### PROBLEM TO SOLVE
Gather all lines in the records below that include the word "matching".

Records from a dataset:

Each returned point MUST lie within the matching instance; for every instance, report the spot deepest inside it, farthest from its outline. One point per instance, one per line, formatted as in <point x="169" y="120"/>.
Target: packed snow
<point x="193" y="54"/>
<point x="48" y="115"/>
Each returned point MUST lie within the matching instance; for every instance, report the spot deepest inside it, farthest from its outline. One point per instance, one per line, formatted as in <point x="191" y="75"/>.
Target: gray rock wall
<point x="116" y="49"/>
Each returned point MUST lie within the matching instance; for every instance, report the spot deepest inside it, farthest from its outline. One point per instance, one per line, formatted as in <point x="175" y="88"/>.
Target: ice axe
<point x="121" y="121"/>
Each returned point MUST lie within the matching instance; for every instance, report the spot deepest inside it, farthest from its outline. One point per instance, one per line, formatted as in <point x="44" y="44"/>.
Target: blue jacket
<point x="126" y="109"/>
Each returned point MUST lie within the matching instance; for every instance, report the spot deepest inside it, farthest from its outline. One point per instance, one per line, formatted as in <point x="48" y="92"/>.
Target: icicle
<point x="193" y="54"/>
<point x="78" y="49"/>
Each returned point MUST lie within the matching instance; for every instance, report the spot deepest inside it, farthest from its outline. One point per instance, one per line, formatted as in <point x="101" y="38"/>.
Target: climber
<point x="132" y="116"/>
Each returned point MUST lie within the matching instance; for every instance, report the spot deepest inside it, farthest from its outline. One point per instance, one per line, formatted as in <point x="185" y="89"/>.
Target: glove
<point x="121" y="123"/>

### EXPECTED OUTPUT
Each returned point MUST lie within the matching instance; for every instance, report the spot deepest inside it, farthest from its outline. One point per instance, one per line, formatted as in <point x="169" y="120"/>.
Each returned point MUST lie within the matching instance; for every instance, report the spot deepest inside it, farthest from its outline. One point per instance, one per line, formatted as in <point x="191" y="75"/>.
Each returned point MUST lie within the matching instance; for every instance, report the spot deepest inside it, farthest from its outline. One point per instance, one per line, formatted as in <point x="175" y="88"/>.
Each returned point MUST lie within the matching instance; for every instance, report the spot deepest inside it, farthest from its outline. One point per instance, one per line, formatted as in <point x="44" y="44"/>.
Each returned point MUST lie within the matching instance; for every instance, report the spot deepest inside it, farthest from its outline. One point per instance, one per line, formatted as in <point x="48" y="92"/>.
Each returned point MUST lie within the matching instance; for every instance, report the spot deepest inside it, farthest from its outline. One point per instance, one per line, formatted as in <point x="101" y="38"/>.
Each returned point MUST lie within the matching instance; for every instance, report the spot deepest inside it, farthest from its outline. One point per instance, one per line, formatted as in <point x="185" y="89"/>.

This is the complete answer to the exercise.